[Opening THE INPUT section]
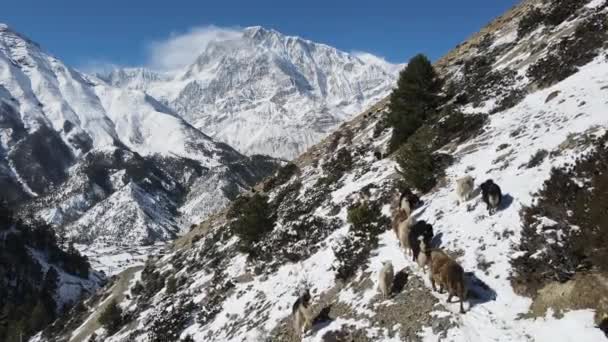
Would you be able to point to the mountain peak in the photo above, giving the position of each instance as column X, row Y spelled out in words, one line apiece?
column 258, row 32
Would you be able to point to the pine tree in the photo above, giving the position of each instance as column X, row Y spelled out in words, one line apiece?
column 6, row 215
column 111, row 317
column 171, row 285
column 254, row 218
column 414, row 99
column 416, row 166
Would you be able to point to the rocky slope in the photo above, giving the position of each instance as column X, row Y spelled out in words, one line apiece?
column 266, row 93
column 545, row 106
column 104, row 163
column 38, row 279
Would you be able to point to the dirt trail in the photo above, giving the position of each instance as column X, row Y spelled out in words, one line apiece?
column 118, row 292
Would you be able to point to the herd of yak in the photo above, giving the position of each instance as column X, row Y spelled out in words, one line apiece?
column 415, row 238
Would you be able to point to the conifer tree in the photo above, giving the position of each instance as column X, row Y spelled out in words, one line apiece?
column 414, row 99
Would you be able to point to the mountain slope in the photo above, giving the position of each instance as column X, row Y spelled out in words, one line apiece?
column 267, row 93
column 229, row 290
column 102, row 162
column 38, row 280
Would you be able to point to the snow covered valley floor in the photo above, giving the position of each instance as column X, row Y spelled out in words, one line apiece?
column 221, row 296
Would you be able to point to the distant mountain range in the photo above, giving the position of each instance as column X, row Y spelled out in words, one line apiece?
column 267, row 93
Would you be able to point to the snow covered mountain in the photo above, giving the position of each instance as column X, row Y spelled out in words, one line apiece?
column 106, row 163
column 531, row 111
column 266, row 93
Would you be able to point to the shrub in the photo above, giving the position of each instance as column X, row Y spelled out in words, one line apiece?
column 281, row 177
column 529, row 22
column 416, row 166
column 111, row 317
column 455, row 124
column 537, row 158
column 253, row 218
column 571, row 52
column 415, row 97
column 482, row 82
column 335, row 168
column 565, row 231
column 353, row 250
column 169, row 323
column 171, row 285
column 137, row 288
column 562, row 10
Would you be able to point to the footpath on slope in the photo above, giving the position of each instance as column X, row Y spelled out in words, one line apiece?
column 118, row 293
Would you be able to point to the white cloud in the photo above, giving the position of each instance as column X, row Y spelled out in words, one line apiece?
column 379, row 61
column 181, row 49
column 98, row 67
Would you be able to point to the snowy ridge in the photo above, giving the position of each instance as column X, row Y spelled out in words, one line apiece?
column 222, row 295
column 104, row 162
column 267, row 93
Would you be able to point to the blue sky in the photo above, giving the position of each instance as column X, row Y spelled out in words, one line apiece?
column 133, row 32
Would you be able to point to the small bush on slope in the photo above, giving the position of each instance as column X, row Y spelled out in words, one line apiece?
column 571, row 52
column 111, row 318
column 529, row 22
column 352, row 252
column 416, row 166
column 560, row 10
column 281, row 177
column 335, row 167
column 169, row 323
column 566, row 230
column 253, row 218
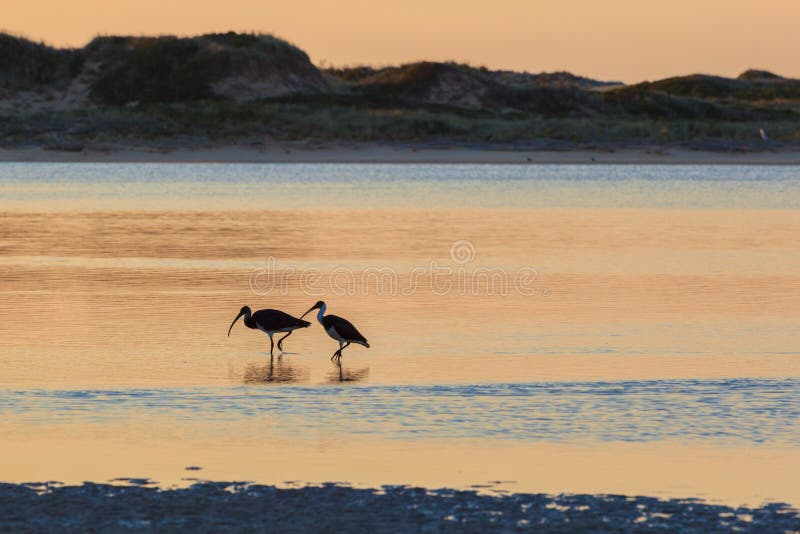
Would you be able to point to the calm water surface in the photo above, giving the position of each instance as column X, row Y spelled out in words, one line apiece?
column 627, row 329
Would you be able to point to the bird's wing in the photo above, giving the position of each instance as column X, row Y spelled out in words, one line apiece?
column 346, row 329
column 276, row 319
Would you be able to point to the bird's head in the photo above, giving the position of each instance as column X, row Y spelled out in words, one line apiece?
column 244, row 311
column 320, row 305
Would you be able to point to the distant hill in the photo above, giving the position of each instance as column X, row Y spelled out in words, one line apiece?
column 237, row 67
column 236, row 86
column 462, row 86
column 25, row 64
column 751, row 85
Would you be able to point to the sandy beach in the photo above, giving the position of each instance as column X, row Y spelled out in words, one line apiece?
column 400, row 153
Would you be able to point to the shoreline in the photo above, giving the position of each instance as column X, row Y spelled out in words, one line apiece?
column 395, row 154
column 240, row 506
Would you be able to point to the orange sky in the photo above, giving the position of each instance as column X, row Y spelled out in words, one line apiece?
column 627, row 40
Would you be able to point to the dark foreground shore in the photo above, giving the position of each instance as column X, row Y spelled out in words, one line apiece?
column 226, row 507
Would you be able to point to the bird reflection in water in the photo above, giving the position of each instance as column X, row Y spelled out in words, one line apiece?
column 273, row 372
column 343, row 374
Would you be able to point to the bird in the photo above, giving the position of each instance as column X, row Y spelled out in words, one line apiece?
column 270, row 321
column 338, row 328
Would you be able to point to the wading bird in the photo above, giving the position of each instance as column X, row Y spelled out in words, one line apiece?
column 270, row 321
column 339, row 329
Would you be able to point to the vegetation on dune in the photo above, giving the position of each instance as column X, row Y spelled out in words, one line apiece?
column 172, row 69
column 25, row 64
column 749, row 86
column 247, row 88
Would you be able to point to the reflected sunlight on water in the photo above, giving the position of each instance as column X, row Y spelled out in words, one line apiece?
column 661, row 313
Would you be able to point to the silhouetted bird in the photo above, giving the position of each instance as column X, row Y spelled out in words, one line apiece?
column 339, row 329
column 270, row 321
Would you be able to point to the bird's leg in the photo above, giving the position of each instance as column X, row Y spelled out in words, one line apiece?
column 338, row 352
column 341, row 349
column 280, row 341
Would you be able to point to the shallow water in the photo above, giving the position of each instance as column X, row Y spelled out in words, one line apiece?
column 565, row 318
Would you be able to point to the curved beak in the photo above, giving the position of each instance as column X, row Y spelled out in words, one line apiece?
column 234, row 322
column 312, row 308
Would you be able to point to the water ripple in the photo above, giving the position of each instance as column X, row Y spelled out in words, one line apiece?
column 720, row 411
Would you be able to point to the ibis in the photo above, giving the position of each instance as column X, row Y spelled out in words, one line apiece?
column 338, row 328
column 270, row 322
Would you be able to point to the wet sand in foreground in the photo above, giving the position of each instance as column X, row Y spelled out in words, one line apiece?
column 387, row 153
column 227, row 507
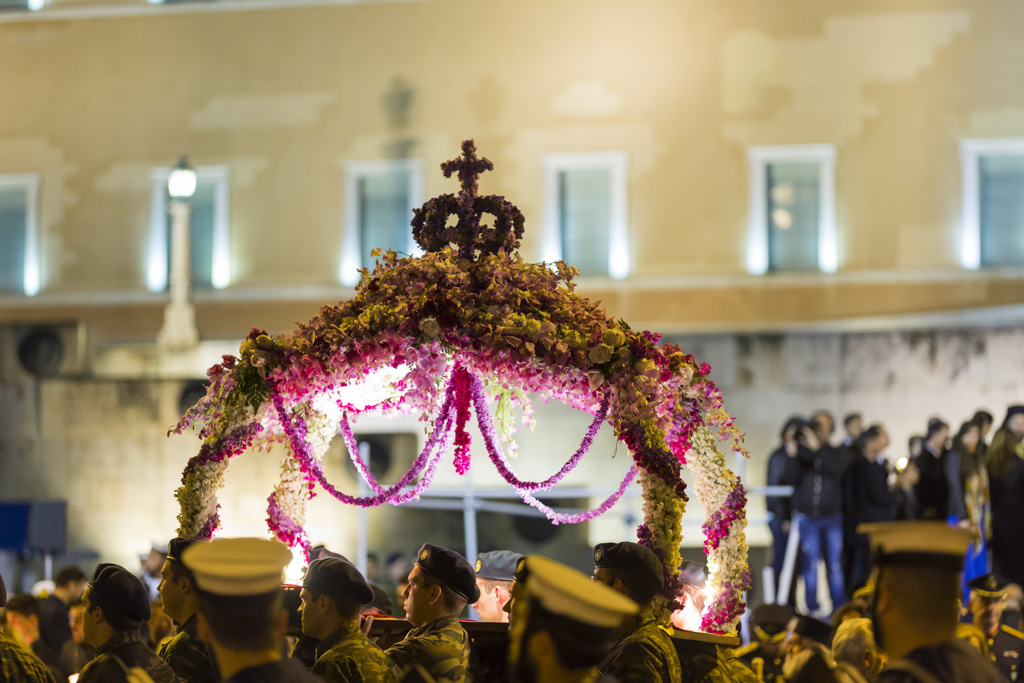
[Closing THE INPUT section]
Return every entry exactly, dropping the pictures.

Would you be able to point to the mountain peak in the photo above, giving the position of each instance as column X, row Y spelled out in words, one line apiece?
column 258, row 32
Would you be able to point to the pine tree in the photo above, giving the position of each instance as column X, row Y spelled out in words, one line apiece?
column 6, row 215
column 111, row 317
column 171, row 285
column 254, row 218
column 414, row 99
column 416, row 166
Would you be able to point to the rocky slope in the photo above, giving the position of each instance as column X, row Y spelled out in words, one line apiece?
column 266, row 93
column 545, row 106
column 104, row 163
column 38, row 279
Would you be able to point to the dirt trail in the photo above, giving the position of each instance as column X, row Y spelled out in words, one line apiece?
column 118, row 292
Would you be able to point to the herd of yak in the photo above, giving the position of each instance as column X, row Y spelled out in words, one line apiece?
column 415, row 238
Would you be able to point to the conifer tree in the photo above, giving the position of each instance as column X, row Y spelled out in words, one line apiece?
column 414, row 99
Would you be able to point to the mountain slope in the photo above, giving the position of each instance as column X, row Y spelled out in words, one line apiece?
column 267, row 93
column 229, row 290
column 102, row 162
column 38, row 280
Would you be able to point to the snow covered valley floor in the photo above, giving the position of each instance as column X, row Y spelled out in words, one line apiece?
column 221, row 296
Would you be able to point to the distant mountain range in the photo above, giving the position of each instance as column X, row Y spelled out in words, one line apiece?
column 267, row 93
Would you be able to point to the snow covered mountain in the photo above, giving the position of each instance as column X, row Y spelled out in words, one line apiece?
column 106, row 163
column 531, row 111
column 266, row 93
Would you be able to point to the shrub in the photo above, giving the position of each instance as column X, row Y spelled out in words, one line apiece?
column 281, row 177
column 529, row 22
column 416, row 166
column 111, row 317
column 455, row 124
column 537, row 158
column 253, row 218
column 571, row 52
column 415, row 97
column 482, row 82
column 335, row 168
column 565, row 231
column 353, row 250
column 169, row 323
column 171, row 285
column 137, row 288
column 562, row 10
Would you be able to point to the footpath on slope in the photo above, giving the position of each instance as column X, row Y spelled out in words, one line apiece?
column 118, row 293
Would you be able to point to the white cloud in the photo above, giving the position of each instance as column X, row Y spelled out in words, one line apiece?
column 379, row 61
column 181, row 49
column 98, row 67
Would you be able to point to the snowy ridge in the photo above, giving the position of each instance as column X, row Y spelled out in words, one line apiece?
column 222, row 295
column 104, row 162
column 267, row 93
Would you be able to point to the blue sky in the photo above, giving the position of each instance as column X, row Y spelled out in words, one line apiece?
column 133, row 32
Would you be able to point to the small bush on slope in the photo above, giving the position of each instance as column X, row Y spelled out in words, one line apiece?
column 571, row 52
column 111, row 318
column 529, row 22
column 352, row 252
column 416, row 166
column 560, row 10
column 281, row 177
column 335, row 167
column 169, row 323
column 566, row 230
column 253, row 218
Would you be able to point to the calm water surface in the photo above, giving the position of each instance as column X, row Y spelled out in words, one line apiece?
column 627, row 329
Would you be able to point to the bird's wing in the photo above, giving the position of each instance as column X, row Y spelled out in words, one line apiece?
column 346, row 329
column 276, row 319
Would you be able to point to the bird's head in the photo above, giving the position of each instance as column X, row Y spelled out in words, one line apiece?
column 244, row 311
column 320, row 305
Would you be able to point to the distant hill in the photo above, giving the position of each instance as column X, row Y spelled out in words, one line apiece?
column 237, row 67
column 236, row 86
column 462, row 86
column 25, row 64
column 751, row 85
Would you be able to point to the sandy beach in the photo above, giving the position of each instance as column X, row Y spelled out in words, one line apiece?
column 400, row 153
Would you be able to point to the shoreline in the photo above, giving the position of each instance as column X, row Y spelled out in words, one line apiece?
column 395, row 154
column 240, row 506
Would you be able to point to the orange sky in the photo above, giving the position of each instance as column X, row Y spelled out in words, one line apiece?
column 627, row 40
Would you be able to point to the dark foreground shore in the photo above, giving the position of each instance as column X, row Y spelled out in words, one line apiece?
column 226, row 507
Would you be able to point to the bird reflection in water in the photo above, giving the position of each instance as column X, row Y spelled out in words, one line apiece?
column 273, row 372
column 343, row 374
Would you be able to point to the bird in the photo above, giving the position of each instance as column X, row Y spelled out in words, one line apiece?
column 270, row 321
column 338, row 328
Would you be able to point to the wading bird in the photo above, giving the position of each instance as column X, row Y spelled out in words, one line apiece?
column 270, row 321
column 339, row 329
Would you be able to point to the vegetation on dune in the photo above, giving the position of each instance as column X, row Y spelled out in words, one line apiece?
column 172, row 69
column 25, row 64
column 749, row 86
column 247, row 88
Would you be able to point to the reflected sunlight on water in the photo above, giving the position of each instance as column X, row Y spelled out in words, one line apiece?
column 661, row 313
Would you be able to point to the silhouetted bird in the photo above, giving the position of each instance as column X, row Y spelled out in words, one line apiece?
column 339, row 329
column 270, row 321
Would you be able to point to the bird's leg in the photo above, giving the position of each instance as column X, row Y spelled out in words, one line apiece?
column 338, row 352
column 341, row 349
column 280, row 341
Would you be able to point to the shallow water in the photo above, giving the position of each instance as column X, row Y spelled out in words, one line apiece?
column 565, row 318
Would you be able to point to the curved beak in the photo above, giving the position of each instance as column X, row Y spelled out in words, one line apiece?
column 234, row 322
column 312, row 308
Would you be able to point to the water ripple in the photo above, giving the position of each instance as column X, row Y spelled out in words, one line apiece?
column 720, row 411
Would you be able to point to the ibis in the photo above, giving the position of each instance as column X, row Y spelled out in words, one line apiece?
column 338, row 328
column 270, row 322
Would you be able to point to the wet sand in foreground in the photo above, giving the position of each instance as column X, row Y spelled out in words, one line apiece?
column 387, row 153
column 227, row 507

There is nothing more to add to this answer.